REQUIREMENTS
Locate the line with "on the mint" in the material. Copy that line and each one after it, through the last, exactly and with nothing else.

SOURCE DATA
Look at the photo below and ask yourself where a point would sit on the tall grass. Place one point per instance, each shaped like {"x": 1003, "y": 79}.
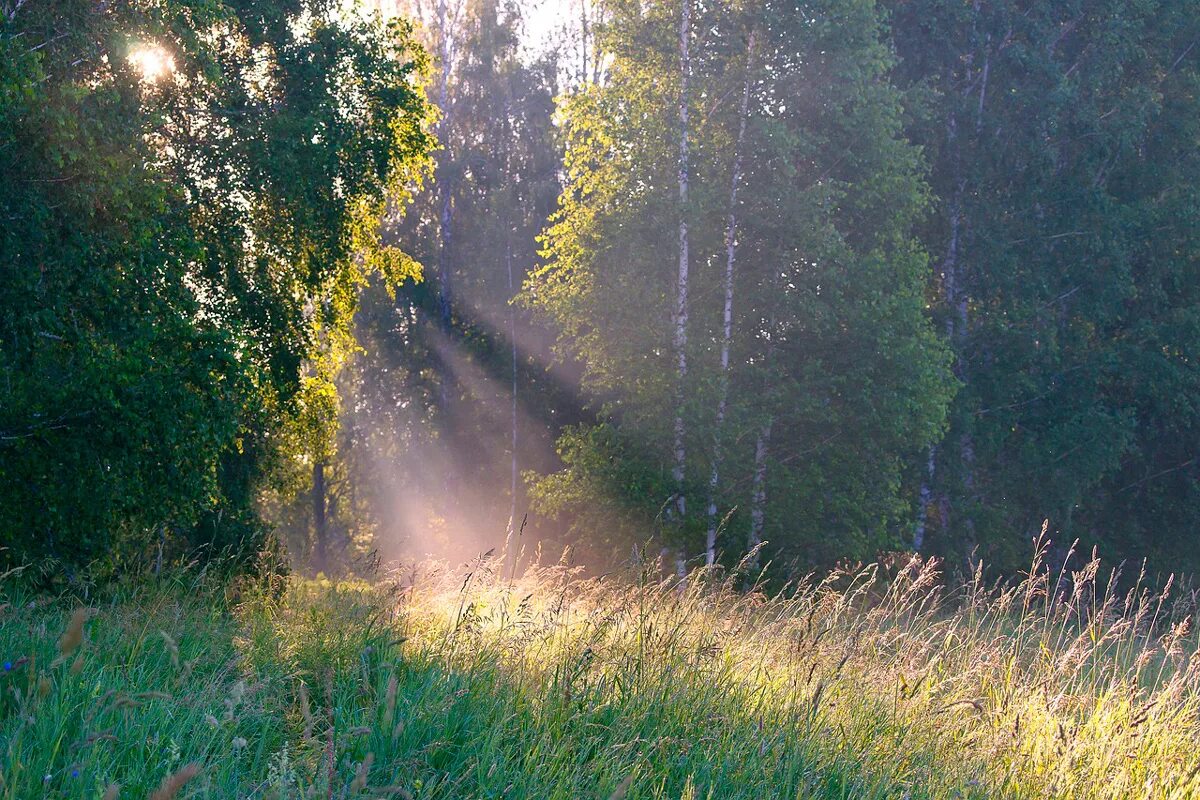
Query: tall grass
{"x": 443, "y": 684}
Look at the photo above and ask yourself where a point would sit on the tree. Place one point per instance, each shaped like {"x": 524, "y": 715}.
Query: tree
{"x": 829, "y": 346}
{"x": 1061, "y": 138}
{"x": 190, "y": 206}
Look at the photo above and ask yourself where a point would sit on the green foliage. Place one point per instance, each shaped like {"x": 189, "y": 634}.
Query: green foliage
{"x": 1062, "y": 144}
{"x": 423, "y": 452}
{"x": 831, "y": 336}
{"x": 174, "y": 248}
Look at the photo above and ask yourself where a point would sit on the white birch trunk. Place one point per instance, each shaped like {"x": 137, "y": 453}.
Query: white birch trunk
{"x": 681, "y": 311}
{"x": 759, "y": 492}
{"x": 731, "y": 232}
{"x": 444, "y": 199}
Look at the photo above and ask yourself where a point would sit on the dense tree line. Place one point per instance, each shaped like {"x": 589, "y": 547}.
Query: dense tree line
{"x": 841, "y": 276}
{"x": 851, "y": 276}
{"x": 190, "y": 194}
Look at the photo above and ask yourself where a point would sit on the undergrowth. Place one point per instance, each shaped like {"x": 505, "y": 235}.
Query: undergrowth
{"x": 483, "y": 684}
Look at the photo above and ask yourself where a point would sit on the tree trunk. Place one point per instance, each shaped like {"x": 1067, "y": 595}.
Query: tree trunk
{"x": 924, "y": 498}
{"x": 731, "y": 232}
{"x": 444, "y": 199}
{"x": 759, "y": 491}
{"x": 681, "y": 311}
{"x": 513, "y": 346}
{"x": 319, "y": 523}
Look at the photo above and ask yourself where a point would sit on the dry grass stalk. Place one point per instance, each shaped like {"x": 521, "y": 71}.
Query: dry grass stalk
{"x": 174, "y": 782}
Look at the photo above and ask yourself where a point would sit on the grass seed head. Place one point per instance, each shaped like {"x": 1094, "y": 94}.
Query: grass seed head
{"x": 72, "y": 637}
{"x": 173, "y": 783}
{"x": 360, "y": 776}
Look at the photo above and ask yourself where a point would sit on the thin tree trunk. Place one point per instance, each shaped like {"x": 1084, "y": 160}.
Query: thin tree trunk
{"x": 731, "y": 233}
{"x": 445, "y": 200}
{"x": 319, "y": 523}
{"x": 924, "y": 498}
{"x": 759, "y": 491}
{"x": 513, "y": 343}
{"x": 681, "y": 311}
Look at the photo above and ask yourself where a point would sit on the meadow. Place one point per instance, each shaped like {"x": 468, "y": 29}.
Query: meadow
{"x": 486, "y": 683}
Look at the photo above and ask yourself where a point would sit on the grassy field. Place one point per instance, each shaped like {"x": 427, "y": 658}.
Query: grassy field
{"x": 438, "y": 684}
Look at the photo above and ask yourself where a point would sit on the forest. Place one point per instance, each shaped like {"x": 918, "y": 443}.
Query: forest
{"x": 348, "y": 349}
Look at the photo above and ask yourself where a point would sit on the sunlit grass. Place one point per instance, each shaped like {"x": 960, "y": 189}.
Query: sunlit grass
{"x": 555, "y": 686}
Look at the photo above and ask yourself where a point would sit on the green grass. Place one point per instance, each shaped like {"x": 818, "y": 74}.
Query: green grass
{"x": 553, "y": 686}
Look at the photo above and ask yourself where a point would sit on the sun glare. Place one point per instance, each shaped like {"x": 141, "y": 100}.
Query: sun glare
{"x": 153, "y": 61}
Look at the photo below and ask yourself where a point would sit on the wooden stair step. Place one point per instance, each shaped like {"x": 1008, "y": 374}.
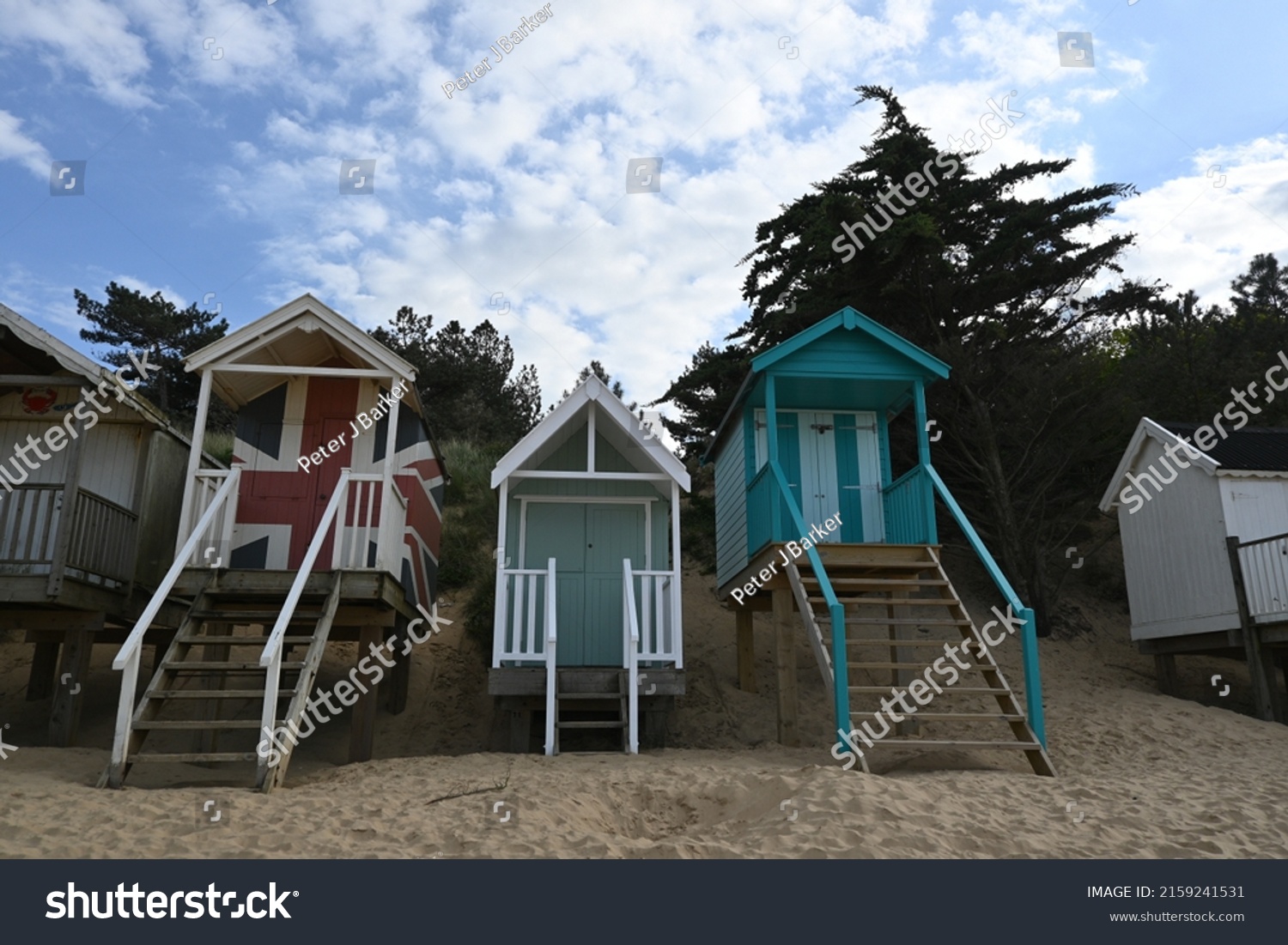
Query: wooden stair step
{"x": 244, "y": 640}
{"x": 938, "y": 743}
{"x": 191, "y": 757}
{"x": 951, "y": 716}
{"x": 948, "y": 690}
{"x": 899, "y": 602}
{"x": 904, "y": 621}
{"x": 986, "y": 667}
{"x": 213, "y": 694}
{"x": 896, "y": 643}
{"x": 197, "y": 724}
{"x": 602, "y": 697}
{"x": 222, "y": 666}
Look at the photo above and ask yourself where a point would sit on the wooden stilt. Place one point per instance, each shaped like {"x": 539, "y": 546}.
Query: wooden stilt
{"x": 44, "y": 664}
{"x": 362, "y": 723}
{"x": 70, "y": 694}
{"x": 520, "y": 730}
{"x": 746, "y": 651}
{"x": 1164, "y": 667}
{"x": 398, "y": 680}
{"x": 785, "y": 661}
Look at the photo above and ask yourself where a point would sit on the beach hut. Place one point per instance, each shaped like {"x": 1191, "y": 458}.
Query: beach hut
{"x": 88, "y": 509}
{"x": 326, "y": 528}
{"x": 1203, "y": 517}
{"x": 813, "y": 525}
{"x": 587, "y": 631}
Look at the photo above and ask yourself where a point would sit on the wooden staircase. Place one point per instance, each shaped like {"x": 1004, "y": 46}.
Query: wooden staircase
{"x": 901, "y": 609}
{"x": 600, "y": 693}
{"x": 209, "y": 688}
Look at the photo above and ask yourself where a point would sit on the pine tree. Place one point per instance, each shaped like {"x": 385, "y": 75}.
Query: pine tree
{"x": 131, "y": 322}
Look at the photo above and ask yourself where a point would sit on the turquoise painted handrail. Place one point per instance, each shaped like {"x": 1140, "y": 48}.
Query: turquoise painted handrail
{"x": 1028, "y": 633}
{"x": 835, "y": 609}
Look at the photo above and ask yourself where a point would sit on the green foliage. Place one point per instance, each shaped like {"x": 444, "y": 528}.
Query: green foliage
{"x": 469, "y": 530}
{"x": 219, "y": 445}
{"x": 133, "y": 322}
{"x": 464, "y": 378}
{"x": 981, "y": 278}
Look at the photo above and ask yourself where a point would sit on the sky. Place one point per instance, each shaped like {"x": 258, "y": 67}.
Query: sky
{"x": 216, "y": 136}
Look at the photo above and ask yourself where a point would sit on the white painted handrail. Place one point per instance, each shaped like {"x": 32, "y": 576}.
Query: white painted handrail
{"x": 630, "y": 659}
{"x": 293, "y": 599}
{"x": 131, "y": 651}
{"x": 141, "y": 627}
{"x": 551, "y": 679}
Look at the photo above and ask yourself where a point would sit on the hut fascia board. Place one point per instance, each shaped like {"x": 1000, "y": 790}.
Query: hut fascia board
{"x": 592, "y": 391}
{"x": 79, "y": 365}
{"x": 1148, "y": 427}
{"x": 255, "y": 335}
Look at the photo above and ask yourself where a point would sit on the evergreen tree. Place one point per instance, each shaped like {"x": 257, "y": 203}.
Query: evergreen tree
{"x": 131, "y": 322}
{"x": 465, "y": 378}
{"x": 989, "y": 282}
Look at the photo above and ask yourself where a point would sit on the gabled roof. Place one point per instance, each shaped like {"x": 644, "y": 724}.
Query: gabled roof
{"x": 1249, "y": 451}
{"x": 842, "y": 319}
{"x": 850, "y": 319}
{"x": 587, "y": 394}
{"x": 82, "y": 368}
{"x": 1261, "y": 450}
{"x": 304, "y": 332}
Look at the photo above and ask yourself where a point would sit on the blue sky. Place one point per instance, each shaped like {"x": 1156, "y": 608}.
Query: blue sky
{"x": 214, "y": 133}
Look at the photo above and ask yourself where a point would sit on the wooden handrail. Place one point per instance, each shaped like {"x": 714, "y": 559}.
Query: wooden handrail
{"x": 551, "y": 671}
{"x": 141, "y": 627}
{"x": 1028, "y": 633}
{"x": 630, "y": 658}
{"x": 293, "y": 599}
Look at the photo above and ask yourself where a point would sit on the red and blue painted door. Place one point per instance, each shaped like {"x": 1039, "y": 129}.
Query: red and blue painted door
{"x": 832, "y": 465}
{"x": 281, "y": 501}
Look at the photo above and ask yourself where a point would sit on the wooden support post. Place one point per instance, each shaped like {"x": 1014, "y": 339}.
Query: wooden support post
{"x": 165, "y": 639}
{"x": 44, "y": 664}
{"x": 362, "y": 723}
{"x": 208, "y": 739}
{"x": 70, "y": 695}
{"x": 520, "y": 730}
{"x": 399, "y": 677}
{"x": 785, "y": 661}
{"x": 1164, "y": 667}
{"x": 1261, "y": 669}
{"x": 746, "y": 651}
{"x": 901, "y": 654}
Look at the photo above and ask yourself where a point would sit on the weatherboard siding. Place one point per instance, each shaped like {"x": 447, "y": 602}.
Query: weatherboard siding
{"x": 731, "y": 507}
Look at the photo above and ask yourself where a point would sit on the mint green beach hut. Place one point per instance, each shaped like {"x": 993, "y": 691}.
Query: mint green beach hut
{"x": 587, "y": 633}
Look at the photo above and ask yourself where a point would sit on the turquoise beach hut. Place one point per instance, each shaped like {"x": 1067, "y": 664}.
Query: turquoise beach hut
{"x": 813, "y": 524}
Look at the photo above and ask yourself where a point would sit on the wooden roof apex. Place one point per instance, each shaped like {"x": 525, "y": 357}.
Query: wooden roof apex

RESULT FOR THIS EXERCISE
Look at the photo above and ask yourself where a point would sit on the mint green beach hut. Place one point per instance, each shaped like {"x": 993, "y": 691}.
Query: mint green beach hut
{"x": 587, "y": 633}
Look at the photo above and ask yourself where a point would sit on the turquoise beach hut. Place one point per instance, each shaped like {"x": 1067, "y": 664}.
Query: turquoise beach hut
{"x": 813, "y": 524}
Look at the photo above and ask yourself where a point would sit on the wooden roof apex. Place one point per instance, each shaped like {"x": 525, "y": 357}.
Query: wooden roof apex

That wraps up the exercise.